INFORMATION GIVEN:
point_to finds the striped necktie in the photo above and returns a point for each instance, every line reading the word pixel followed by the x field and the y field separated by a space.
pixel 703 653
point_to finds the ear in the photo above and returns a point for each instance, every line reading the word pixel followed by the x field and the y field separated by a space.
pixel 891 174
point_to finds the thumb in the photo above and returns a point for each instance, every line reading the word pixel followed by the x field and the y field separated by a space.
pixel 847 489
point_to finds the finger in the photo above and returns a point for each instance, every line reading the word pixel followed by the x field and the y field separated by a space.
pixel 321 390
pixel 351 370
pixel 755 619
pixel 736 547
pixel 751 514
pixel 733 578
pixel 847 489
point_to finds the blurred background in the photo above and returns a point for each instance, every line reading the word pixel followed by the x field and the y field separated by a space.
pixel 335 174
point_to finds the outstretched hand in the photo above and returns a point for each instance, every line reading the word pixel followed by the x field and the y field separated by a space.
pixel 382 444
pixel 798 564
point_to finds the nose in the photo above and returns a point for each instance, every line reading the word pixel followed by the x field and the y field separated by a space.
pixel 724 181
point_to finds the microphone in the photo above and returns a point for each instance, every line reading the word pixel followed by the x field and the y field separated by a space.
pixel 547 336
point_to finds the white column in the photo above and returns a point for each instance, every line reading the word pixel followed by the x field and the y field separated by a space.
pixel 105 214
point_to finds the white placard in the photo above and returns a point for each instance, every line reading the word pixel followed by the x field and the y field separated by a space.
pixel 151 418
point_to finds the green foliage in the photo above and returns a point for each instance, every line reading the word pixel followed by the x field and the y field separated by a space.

DESCRIPTION OF THE TASK: Would you repeat all of the entries exactly?

OUTPUT:
point_to finds the striped necktie in the photo above and returns a point for each instance, every line reading the word pixel followed by the x field and the y field separated by a space.
pixel 703 653
point_to finds the ear in the photo above and returns a point for each instance, every line reading the word pixel followed by the x field and the y field separated by a space.
pixel 891 174
point_to finds the thumb in the photo above and returns a point for each instance, every line reading the word pixel followed by the x field and the y field separated by a space.
pixel 847 489
point_to finds the finger in the photo above and returns a point for each instance, every line reading the word pixel followed by the x field and the y field separated by a space.
pixel 321 390
pixel 351 370
pixel 755 619
pixel 736 547
pixel 751 514
pixel 733 578
pixel 847 489
point_to finds the blurred background in the photo above and returns a point for each instance, every line reading the word pixel followed by the x field and the y field separated by a space.
pixel 335 174
point_to finds the outstretched hand in the photo above and returns a point for each instance, every line reading the word pixel followed by the x field and the y field separated by a space.
pixel 382 444
pixel 798 564
point_to finds the nose in the photo above and returns a point for each instance, every line reading the word pixel followed by the x field and the y field separated by a space.
pixel 724 181
point_to finds the microphone in the photo above and returns a point for each instance, every line reading the word pixel followed by the x field and the y field separated by a space.
pixel 547 336
point_to finds the white column in the photo above and returns a point for each instance, every line reading the word pixel followed by the x field and the y field separated by a space.
pixel 105 214
point_to finds the white placard in the photo above and returns a point for each instance, every line reading the word pixel followed by the x field and the y field separated by a space.
pixel 151 418
point_to finds the green foliage in the photo above and returns a point for each instance, every line reading the word pixel followed by the x field and the y field separated by a space.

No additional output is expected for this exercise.